WHAT TO DO
From the listing below, extract each line containing the string "high".

EXERCISE DATA
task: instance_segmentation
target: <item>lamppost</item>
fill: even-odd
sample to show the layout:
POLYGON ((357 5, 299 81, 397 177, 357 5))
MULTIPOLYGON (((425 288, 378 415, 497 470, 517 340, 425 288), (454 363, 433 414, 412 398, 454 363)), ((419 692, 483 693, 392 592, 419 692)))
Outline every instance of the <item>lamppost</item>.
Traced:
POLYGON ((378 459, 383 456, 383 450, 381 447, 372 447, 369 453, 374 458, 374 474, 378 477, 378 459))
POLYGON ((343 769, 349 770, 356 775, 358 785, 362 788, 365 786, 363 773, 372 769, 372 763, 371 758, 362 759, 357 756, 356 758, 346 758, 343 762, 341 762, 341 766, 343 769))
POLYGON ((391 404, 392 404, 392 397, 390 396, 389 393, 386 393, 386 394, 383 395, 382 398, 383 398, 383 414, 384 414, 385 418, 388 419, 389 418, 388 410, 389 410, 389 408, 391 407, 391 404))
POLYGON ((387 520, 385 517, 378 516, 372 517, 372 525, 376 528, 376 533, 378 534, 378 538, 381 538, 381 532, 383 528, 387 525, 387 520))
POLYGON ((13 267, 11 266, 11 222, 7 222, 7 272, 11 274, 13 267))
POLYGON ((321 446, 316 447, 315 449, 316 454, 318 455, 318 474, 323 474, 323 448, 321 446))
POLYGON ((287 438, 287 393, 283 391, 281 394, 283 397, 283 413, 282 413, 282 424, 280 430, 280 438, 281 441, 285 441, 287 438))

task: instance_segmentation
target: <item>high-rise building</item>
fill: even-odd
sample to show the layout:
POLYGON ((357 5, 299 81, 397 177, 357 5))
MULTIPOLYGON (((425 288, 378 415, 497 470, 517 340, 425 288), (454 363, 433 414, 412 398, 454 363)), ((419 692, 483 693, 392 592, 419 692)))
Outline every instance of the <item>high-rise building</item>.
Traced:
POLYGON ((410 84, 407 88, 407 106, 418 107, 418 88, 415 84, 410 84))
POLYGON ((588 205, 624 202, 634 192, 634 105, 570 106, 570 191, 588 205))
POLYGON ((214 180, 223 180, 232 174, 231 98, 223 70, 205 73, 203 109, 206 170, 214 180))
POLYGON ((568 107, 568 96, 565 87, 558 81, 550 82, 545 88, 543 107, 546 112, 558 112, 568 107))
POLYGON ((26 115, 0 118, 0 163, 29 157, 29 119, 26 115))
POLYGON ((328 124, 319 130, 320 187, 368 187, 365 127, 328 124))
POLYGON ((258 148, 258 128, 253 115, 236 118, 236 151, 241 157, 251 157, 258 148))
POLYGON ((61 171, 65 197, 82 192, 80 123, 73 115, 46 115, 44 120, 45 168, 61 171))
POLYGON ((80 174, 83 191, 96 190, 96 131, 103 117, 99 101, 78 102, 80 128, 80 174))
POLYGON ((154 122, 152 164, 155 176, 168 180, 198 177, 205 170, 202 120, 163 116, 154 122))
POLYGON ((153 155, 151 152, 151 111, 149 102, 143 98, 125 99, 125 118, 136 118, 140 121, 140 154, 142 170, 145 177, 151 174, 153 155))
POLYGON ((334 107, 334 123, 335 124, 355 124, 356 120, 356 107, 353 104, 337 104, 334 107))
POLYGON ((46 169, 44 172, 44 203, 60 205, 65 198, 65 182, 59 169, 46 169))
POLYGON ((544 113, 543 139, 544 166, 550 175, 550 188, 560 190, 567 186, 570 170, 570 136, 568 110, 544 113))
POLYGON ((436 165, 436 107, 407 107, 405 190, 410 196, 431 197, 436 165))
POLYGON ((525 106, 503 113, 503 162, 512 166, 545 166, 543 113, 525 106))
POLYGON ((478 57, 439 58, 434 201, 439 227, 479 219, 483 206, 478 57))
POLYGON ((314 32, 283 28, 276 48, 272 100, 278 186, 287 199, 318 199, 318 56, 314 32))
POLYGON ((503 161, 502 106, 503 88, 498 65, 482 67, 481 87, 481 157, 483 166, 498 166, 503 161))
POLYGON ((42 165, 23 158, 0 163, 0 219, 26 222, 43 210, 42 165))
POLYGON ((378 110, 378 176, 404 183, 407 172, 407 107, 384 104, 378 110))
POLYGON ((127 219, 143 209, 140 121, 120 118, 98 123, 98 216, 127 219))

WRITTEN RESPONSE
target: <item>high-rise building</item>
Outline every instance of the <item>high-rise building</item>.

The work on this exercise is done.